EXERCISE:
Copy out all of the records below word for word, and leave the pictures out of your copy.

* begin DATASET RECORDS *

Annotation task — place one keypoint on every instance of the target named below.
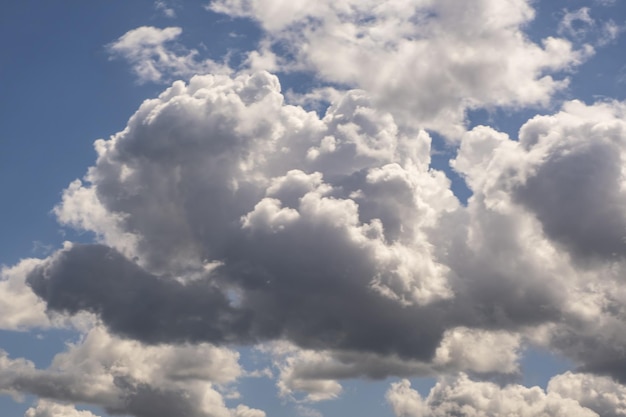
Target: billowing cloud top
(225, 215)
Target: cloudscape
(260, 208)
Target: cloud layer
(225, 215)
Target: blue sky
(315, 209)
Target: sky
(268, 208)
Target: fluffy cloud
(264, 222)
(19, 306)
(425, 61)
(462, 396)
(317, 373)
(154, 55)
(46, 408)
(224, 216)
(558, 197)
(295, 215)
(126, 377)
(569, 394)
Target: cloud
(225, 216)
(162, 6)
(19, 307)
(300, 213)
(155, 57)
(569, 394)
(126, 377)
(46, 408)
(263, 220)
(580, 26)
(427, 62)
(462, 396)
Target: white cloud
(20, 308)
(126, 377)
(163, 7)
(427, 62)
(462, 396)
(45, 408)
(155, 56)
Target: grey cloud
(135, 303)
(461, 396)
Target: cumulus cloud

* end DATASET RECORDS *

TASK SOLUTION:
Annotation task — place one keypoint on every instance of the target named below.
Target: billowing cloud top
(225, 215)
Target: cloudscape
(260, 208)
Target: cloud layer
(225, 215)
Target: blue sky
(315, 209)
Target: sky
(268, 208)
Target: fluffy cloud
(264, 222)
(19, 306)
(425, 61)
(462, 396)
(317, 373)
(154, 55)
(46, 408)
(224, 216)
(558, 197)
(295, 215)
(126, 377)
(569, 394)
Target: cloud
(225, 216)
(162, 6)
(19, 307)
(300, 213)
(155, 57)
(569, 394)
(126, 377)
(46, 408)
(263, 220)
(580, 26)
(427, 62)
(462, 396)
Target: white cloud
(20, 308)
(126, 377)
(163, 7)
(427, 62)
(462, 396)
(45, 408)
(155, 56)
Target: grey cloud
(135, 303)
(461, 396)
Target: cumulus cloud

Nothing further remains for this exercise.